++++ INPUT DATA

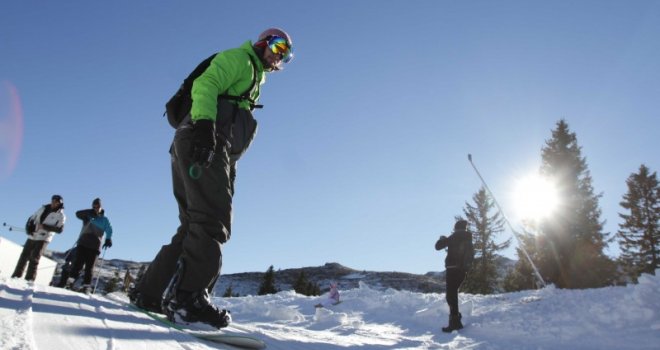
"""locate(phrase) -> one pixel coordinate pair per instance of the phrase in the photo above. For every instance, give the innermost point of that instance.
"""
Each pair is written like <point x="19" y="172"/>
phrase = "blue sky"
<point x="361" y="155"/>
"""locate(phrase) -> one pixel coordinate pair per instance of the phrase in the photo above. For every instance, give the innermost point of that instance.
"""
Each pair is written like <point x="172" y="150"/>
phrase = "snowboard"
<point x="219" y="336"/>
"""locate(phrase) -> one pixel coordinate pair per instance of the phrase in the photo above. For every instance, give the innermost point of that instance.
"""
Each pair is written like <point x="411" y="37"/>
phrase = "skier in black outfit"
<point x="459" y="257"/>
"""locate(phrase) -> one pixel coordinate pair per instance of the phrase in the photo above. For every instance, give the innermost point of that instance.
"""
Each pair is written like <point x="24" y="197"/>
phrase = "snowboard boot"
<point x="145" y="302"/>
<point x="192" y="307"/>
<point x="86" y="289"/>
<point x="454" y="323"/>
<point x="69" y="283"/>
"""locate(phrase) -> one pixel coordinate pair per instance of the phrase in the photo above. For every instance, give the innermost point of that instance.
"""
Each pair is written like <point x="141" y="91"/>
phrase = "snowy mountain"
<point x="43" y="317"/>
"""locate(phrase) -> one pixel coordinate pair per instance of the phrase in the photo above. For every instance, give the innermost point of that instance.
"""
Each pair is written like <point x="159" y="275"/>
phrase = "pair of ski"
<point x="220" y="336"/>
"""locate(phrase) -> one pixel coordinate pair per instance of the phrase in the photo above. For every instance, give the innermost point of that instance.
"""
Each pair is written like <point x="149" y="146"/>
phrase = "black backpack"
<point x="180" y="103"/>
<point x="467" y="253"/>
<point x="30" y="226"/>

++++++++

Put all of the data above into a two-column CSV with the columns text and answer, one row per text paired with its answer. Quote every field, turn line breaks into spaces, and leave the pictures out.

### COMPLETE ANSWER
text,answer
"""""""locate(phrase) -> one pixel coordinate pair per instance of the phrase in the photo above. For every instance, give the innermost point of that instance. """""" Each pair is written like <point x=""19"" y=""172""/> phrase = ""blue sky""","<point x=""361"" y=""155""/>"
"""""""locate(phrase) -> one pixel coordinate pair per instance of the phrase in the photo above. For every instance, give the innermost point of that instance. """""" Each pair is written like <point x=""172"" y=""150""/> phrase = ""snowboard""","<point x=""219"" y=""336""/>"
"""""""locate(phrase) -> one pixel coordinate pair per instance of the phrase in the photo above. For every instance, give the innermost point of that instance. """""" Each pair is written like <point x=""411"" y=""37""/> phrase = ""skier in black outfit""","<point x=""459"" y=""257""/>"
"""""""locate(phrase) -> one pixel coordinate pair per instance of the phrase in the photo above. For every instance, give the innermost point of that instance. """""" Each pair is written like <point x=""24"" y=""197""/> phrase = ""snowboard boot""","<point x=""145"" y=""302""/> <point x=""192"" y=""307""/> <point x=""86"" y=""289""/> <point x=""454"" y=""323""/> <point x=""69"" y=""283""/>"
"""""""locate(phrase) -> one pixel coordinate pair per instance of the phrase in the photo above. For every instance, give the innermost point of that instance. """""" Each pair is written like <point x=""141"" y=""91""/> phrase = ""snowy mountain""","<point x=""43"" y=""317""/>"
"""""""locate(phrase) -> one pixel coordinate pair per instance of the phrase in the photo above. For every instance, give the innermost point of that instance. """""" Each pair is written like <point x=""159"" y=""275""/> phrase = ""pair of ski""","<point x=""220"" y=""336""/>"
"""""""locate(phrase) -> one pixel coordinate pair per instance of the phrase in the photo above. For every instance, give the innermost point of that instance. """""" Each pair is written like <point x=""149"" y=""146""/> phrase = ""black backpack""","<point x=""180"" y=""103""/> <point x=""467"" y=""253""/> <point x=""30"" y=""226""/>"